◆ **PAGINA**:
- - - -

PERRONE CAPANO FAMIGLIA

Antica famiglia, che in origine ebbe tre rami: uno in Napoli, estintosi nella famiglia Aldimari, uno in Puglia e l’altro in Calabria.

Del ramo di Napoli, che formò il ceppo originario della famiglia, scrisse l’Aldimari nella pregevole ed ormai rarissima opera: « Memorie historiche di diverse famiglie nobili così napoletane come forestiere, così vive come spente con le loro armi ecc » I vol. in 8. in Napoli nella stamperia di Giacomo Raillard MDCXCI, libro 3. par. 303, pagg. 678-680 (Della famiglia Perrone).

- - - -

◆ **MATERIALE DI PARTENZA**:

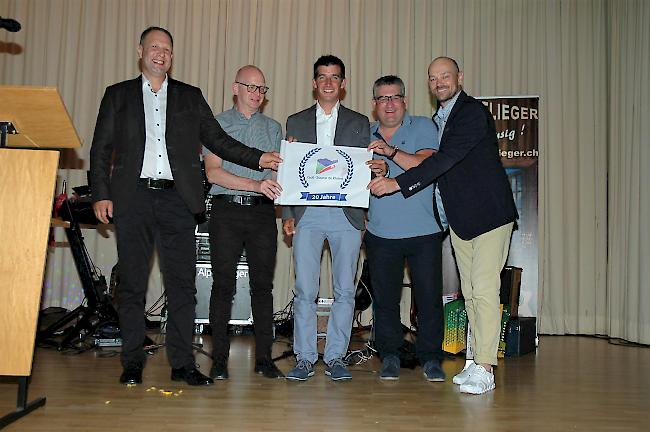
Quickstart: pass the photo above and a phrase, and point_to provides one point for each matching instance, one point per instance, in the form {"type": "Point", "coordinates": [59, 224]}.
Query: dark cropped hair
{"type": "Point", "coordinates": [388, 80]}
{"type": "Point", "coordinates": [150, 29]}
{"type": "Point", "coordinates": [329, 60]}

- - - -

◆ **PROBLEMI E COMPITI**:
**1)** Nelle righe riportate sopra, rinomina "Quickstart" in "Guida rapida" e riscrivile per intero senza altre modifiche. Escludi le immagini dalla risposta.
**2)** Prosegui il testo sulla famiglia Perrone Capano partendo dopo la sua ultima frase.

◆ **RISULTATI**:
**1)**
Guida rapida: pass the photo above and a phrase, and point_to provides one point for each matching instance, one point per instance, in the form {"type": "Point", "coordinates": [59, 224]}.
Query: dark cropped hair
{"type": "Point", "coordinates": [388, 80]}
{"type": "Point", "coordinates": [150, 29]}
{"type": "Point", "coordinates": [329, 60]}

**2)**
L’Aldimari ricorda Mario Perrone, feudatario nel 1345; Paolo Perrone, feudatario in Calabria (Zacarisé), morto nel 1563; Francesco Perrone, Presidente della R. Camera della Sommaria nel 1528; Giovanni Perrone di Cosenza, fratello di Francesco, nobile e regio secretario; il nobile Lorenzo Perrone, feudatario nel 1541; Francesco Perrone, Presidente di Camera nel 1543; Marc’Antonio Perrone, che nel 1628 possedeva annui ducati 60 di fiscali feudali sopra Quarati (Corato): Francesco Perrone, chiarissimo giureconsulto, nipote del Cardinale Lucio Sasso e dell’Arcivescovo di Sanseverino, Mario Sasso creato nel 1648 vescovo di Caiazzo e seppellito nella chiesa di S. Paolo in Roma nel 1696; Giovanni Tommaso Perrone, Vescovo di Nicastro, e i suoi nipoti Baroni di Calabria nella II metà del 1600; Aurelia Perrone, moglie di Tommaso Aldimari, barone della Valle; Matteo Perrone, barone di Comitino in valle di Noto di Messina.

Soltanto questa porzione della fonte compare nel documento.